_Directions for this task_
Repeat all of the lines below word for word, leaving the pictures out of your answer.

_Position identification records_
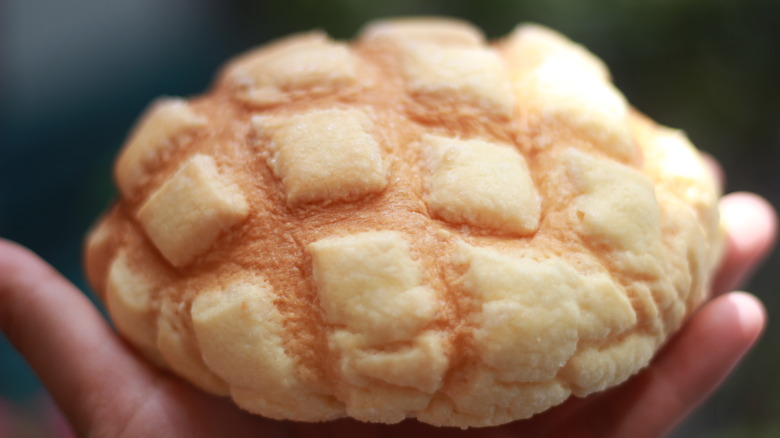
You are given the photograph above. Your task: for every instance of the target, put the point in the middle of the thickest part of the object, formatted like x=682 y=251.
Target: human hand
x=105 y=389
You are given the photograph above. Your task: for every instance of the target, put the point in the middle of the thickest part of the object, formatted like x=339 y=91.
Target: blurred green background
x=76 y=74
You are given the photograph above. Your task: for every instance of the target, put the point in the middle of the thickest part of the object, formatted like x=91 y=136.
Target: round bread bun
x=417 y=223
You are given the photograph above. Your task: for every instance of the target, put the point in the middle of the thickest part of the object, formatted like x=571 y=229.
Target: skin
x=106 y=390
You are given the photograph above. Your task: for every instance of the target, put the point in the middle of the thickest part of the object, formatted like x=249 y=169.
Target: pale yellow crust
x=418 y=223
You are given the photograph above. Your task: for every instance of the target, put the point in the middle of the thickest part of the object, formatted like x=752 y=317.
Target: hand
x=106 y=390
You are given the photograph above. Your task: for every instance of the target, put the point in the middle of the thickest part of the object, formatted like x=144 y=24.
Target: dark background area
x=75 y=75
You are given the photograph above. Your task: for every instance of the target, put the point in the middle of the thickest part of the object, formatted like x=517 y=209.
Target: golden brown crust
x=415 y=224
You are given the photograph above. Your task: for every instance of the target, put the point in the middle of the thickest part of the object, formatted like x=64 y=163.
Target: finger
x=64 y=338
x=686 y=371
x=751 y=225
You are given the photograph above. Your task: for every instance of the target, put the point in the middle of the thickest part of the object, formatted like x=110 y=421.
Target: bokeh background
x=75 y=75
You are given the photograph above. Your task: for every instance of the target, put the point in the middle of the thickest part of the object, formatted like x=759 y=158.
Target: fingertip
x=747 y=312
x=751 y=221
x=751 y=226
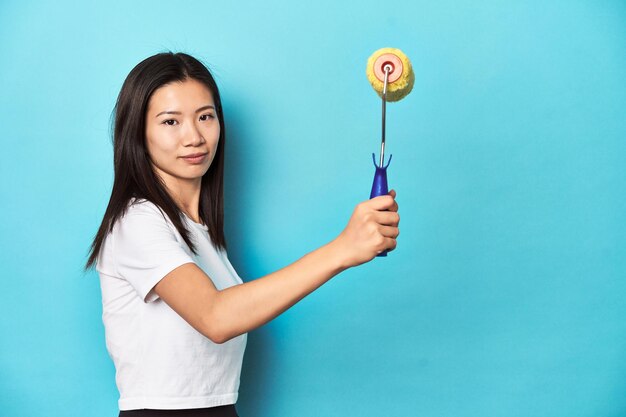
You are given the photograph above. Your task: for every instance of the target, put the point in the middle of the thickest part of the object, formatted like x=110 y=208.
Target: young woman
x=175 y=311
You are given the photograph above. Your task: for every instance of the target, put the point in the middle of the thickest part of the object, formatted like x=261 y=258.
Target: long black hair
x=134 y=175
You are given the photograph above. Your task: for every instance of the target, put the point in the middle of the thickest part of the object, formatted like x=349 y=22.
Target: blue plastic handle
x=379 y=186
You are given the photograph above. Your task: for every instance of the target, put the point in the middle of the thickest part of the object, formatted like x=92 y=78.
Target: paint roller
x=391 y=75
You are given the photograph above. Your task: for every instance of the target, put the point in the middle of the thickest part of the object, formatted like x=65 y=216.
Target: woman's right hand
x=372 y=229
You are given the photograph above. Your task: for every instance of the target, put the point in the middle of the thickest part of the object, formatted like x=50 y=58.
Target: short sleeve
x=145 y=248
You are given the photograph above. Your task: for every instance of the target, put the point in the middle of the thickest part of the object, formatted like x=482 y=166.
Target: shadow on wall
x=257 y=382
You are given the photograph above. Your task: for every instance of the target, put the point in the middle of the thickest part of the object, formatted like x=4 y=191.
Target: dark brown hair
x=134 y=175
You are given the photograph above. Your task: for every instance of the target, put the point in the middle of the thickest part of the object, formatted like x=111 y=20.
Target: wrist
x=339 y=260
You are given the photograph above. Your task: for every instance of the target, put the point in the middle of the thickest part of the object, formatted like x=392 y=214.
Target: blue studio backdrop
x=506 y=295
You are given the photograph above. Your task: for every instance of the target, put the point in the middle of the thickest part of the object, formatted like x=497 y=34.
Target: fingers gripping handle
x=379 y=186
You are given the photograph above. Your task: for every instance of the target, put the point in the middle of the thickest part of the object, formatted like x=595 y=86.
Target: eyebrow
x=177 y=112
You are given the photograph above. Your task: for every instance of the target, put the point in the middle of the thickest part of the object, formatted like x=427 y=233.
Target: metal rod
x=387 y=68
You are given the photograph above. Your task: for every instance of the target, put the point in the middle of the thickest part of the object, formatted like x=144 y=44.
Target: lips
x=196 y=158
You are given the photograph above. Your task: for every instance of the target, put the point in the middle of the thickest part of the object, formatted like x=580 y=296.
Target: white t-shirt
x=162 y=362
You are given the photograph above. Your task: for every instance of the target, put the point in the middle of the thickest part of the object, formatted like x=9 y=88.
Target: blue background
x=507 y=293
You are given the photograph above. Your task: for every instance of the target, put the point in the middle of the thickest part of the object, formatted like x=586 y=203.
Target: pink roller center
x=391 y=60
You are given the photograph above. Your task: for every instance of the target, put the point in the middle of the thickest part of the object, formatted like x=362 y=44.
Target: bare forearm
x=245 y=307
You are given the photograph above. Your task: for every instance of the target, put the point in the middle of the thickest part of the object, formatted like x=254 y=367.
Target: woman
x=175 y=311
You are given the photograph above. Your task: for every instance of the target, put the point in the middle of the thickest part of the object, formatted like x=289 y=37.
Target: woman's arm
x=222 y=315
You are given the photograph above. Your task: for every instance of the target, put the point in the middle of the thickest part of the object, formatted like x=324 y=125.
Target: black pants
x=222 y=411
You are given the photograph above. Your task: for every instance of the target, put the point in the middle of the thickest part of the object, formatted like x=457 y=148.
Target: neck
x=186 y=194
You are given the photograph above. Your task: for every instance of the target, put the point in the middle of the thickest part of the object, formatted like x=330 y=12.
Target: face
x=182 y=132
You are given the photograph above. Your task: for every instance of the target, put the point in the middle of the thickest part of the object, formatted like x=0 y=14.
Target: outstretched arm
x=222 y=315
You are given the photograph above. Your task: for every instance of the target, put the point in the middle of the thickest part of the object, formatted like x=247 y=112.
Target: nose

_Exercise solution_
You are given the photograph above. Your task: for every instance of the target, put the point in the middle of the thickest part of the object, formatted like x=682 y=251.
Target: human hand
x=105 y=389
You are given the photograph above. Your task: for every instance of the target, put the point in the middle of the thickest part of the object, formatted like x=339 y=91.
Target: blurred green background
x=76 y=74
You are given the photograph above. Your task: for every instance of the target, put the point in the middle of the thickest part of the object, formatted like x=91 y=136.
Target: round bread bun
x=417 y=223
You are given the photograph above. Your task: for every instance of the target, put the point in the middle of the thickest part of the object, formatted like x=571 y=229.
Target: skin
x=106 y=390
You are given the photograph above. Your task: for every instance of the target, put the point in the middle of the thickest part of the object, formatted like x=249 y=169.
Target: pale yellow crust
x=418 y=223
You are given the photograph above. Your task: for every instance of the target, put the point in the middle of the thickest part of the object, formatted like x=752 y=317.
Target: hand
x=106 y=390
You are given the photograph above. Your task: for every instance of the target, put the point in the middle of the thickest part of the object, formatted like x=144 y=24.
Target: dark background area
x=75 y=75
You are given the photograph above. Your task: for every instance of the target, put the point in the middle of the thickest part of the object, formatted like x=517 y=209.
Target: golden brown crust
x=415 y=224
You are given the photograph above. Your task: for every instance of the target, put the point in the middle of the thickest part of the object, formatted like x=64 y=163.
Target: finger
x=64 y=338
x=686 y=371
x=751 y=225
You are given the photograph above. Your task: for every instance of the target, put the point in the middle of the thickest part of the object, formatted like x=110 y=421.
Target: bokeh background
x=75 y=75
You are given the photograph above. Your task: for every instance of the target, put the point in the middle of the thickest part of the object, formatted like x=759 y=158.
Target: fingertip
x=747 y=312
x=751 y=221
x=751 y=226
You are given the photograph above. Your task: for every instance of the target, put the point in the middle of the thickest part of the object, formatted like x=110 y=208.
Target: young woman
x=175 y=311
You are given the photograph above. Your task: for every instance of the target, put the point in the middle of the thickest part of the object, formatted like x=261 y=258.
Target: long black hair
x=134 y=175
You are given the photograph above. Your task: for every instance of the target, put the point in the middle of the thickest part of the object, formatted like x=349 y=22.
Target: blue plastic handle
x=379 y=186
You are given the photograph above. Your task: for every instance of the target, put the point in the middle of the thickest part of the object, formatted like x=92 y=78.
Target: paint roller
x=391 y=75
You are given the photograph above. Your task: for every instance of the target, put the point in the middle of the thickest part of the object, formatted like x=65 y=216.
Target: woman's right hand
x=372 y=229
You are given the photograph above. Your task: for every instance of the target, put the point in the middle of the thickest part of the object, formatted like x=50 y=58.
Target: short sleeve
x=145 y=248
You are given the photograph above. Your task: for every instance of the target, put the point in the middle of the thickest part of the object, formatted like x=482 y=166.
Target: shadow on wall
x=257 y=382
You are given the photograph above. Your task: for every instance of the target, put the point in the middle of the thickest part of the object, formatted like x=4 y=191.
Target: dark brown hair
x=134 y=175
You are given the photograph above. Your task: for every instance of the target, put the point in the middle of the thickest part of the object, formatted like x=111 y=20.
Target: wrist
x=339 y=260
You are given the photograph above. Your task: for every instance of the target, put the point in the middle of the thickest part of the object, formatted like x=392 y=214.
Target: blue studio backdrop
x=506 y=295
You are given the photograph above. Your task: for every instance of the target, put the point in the middle of the thickest part of the object, formatted like x=497 y=34.
Target: fingers gripping handle
x=379 y=186
You are given the photograph above. Your task: for every instance of the target, put the point in the middle of the thickest part of the object, formatted like x=595 y=86.
Target: eyebrow
x=177 y=112
You are given the photograph above. Your task: for every instance of the target, put the point in the middle of the thickest part of the object, formatted like x=427 y=233.
Target: metal rod
x=387 y=68
You are given the photograph above. Your task: for every instance of the target, put the point in the middle of the thickest part of the object, formatted like x=144 y=44.
Target: lips
x=196 y=158
You are given the photograph above. Your task: for every instance of the target, put the point in the middle of the thickest part of the object, formatted like x=580 y=296.
Target: white t-shirt
x=162 y=362
You are given the photograph above. Your task: for every instance of the target, put the point in the middle of the thickest part of the object, formatted like x=9 y=88.
Target: blue background
x=507 y=293
You are given the photograph above. Your task: for every instance of the target, put the point in the middle of the thickest part of the object, formatted like x=586 y=203.
Target: pink roller center
x=391 y=60
You are given the photograph above. Your task: for every instance of the target, put the point in the middle of the thickest part of the object, formatted like x=362 y=44.
Target: bare forearm
x=245 y=307
You are given the photograph above. Your task: for every instance of the target, put the point in the middle of the thickest part of the object, formatted like x=254 y=367.
Target: woman
x=175 y=311
You are given the photograph above. Your task: for every instance of the target, put the point in the middle of the thickest part of the object, formatted like x=289 y=37.
Target: woman's arm
x=222 y=315
You are given the photograph above. Your task: for every instance of the target, put the point in the middle of the thickest part of the object, formatted like x=324 y=125.
Target: black pants
x=222 y=411
You are given the photograph above. Your task: for every instance of the target, put the point in the middle of the thickest part of the object, formatted like x=457 y=148.
Target: neck
x=186 y=194
You are given the photograph above. Your task: for every instance of the target, put the point in the middle of the thickest part of the object, formatted like x=330 y=12.
Target: face
x=182 y=132
You are given the photograph above. Your task: for every instance of the target, put the point in the middle of the thickest part of the object, formatted like x=0 y=14.
Target: outstretched arm
x=222 y=315
You are given the photograph above. Your task: for every instance of the target, put the point in the middle of the thickest part of the object, formatted like x=247 y=112.
Target: nose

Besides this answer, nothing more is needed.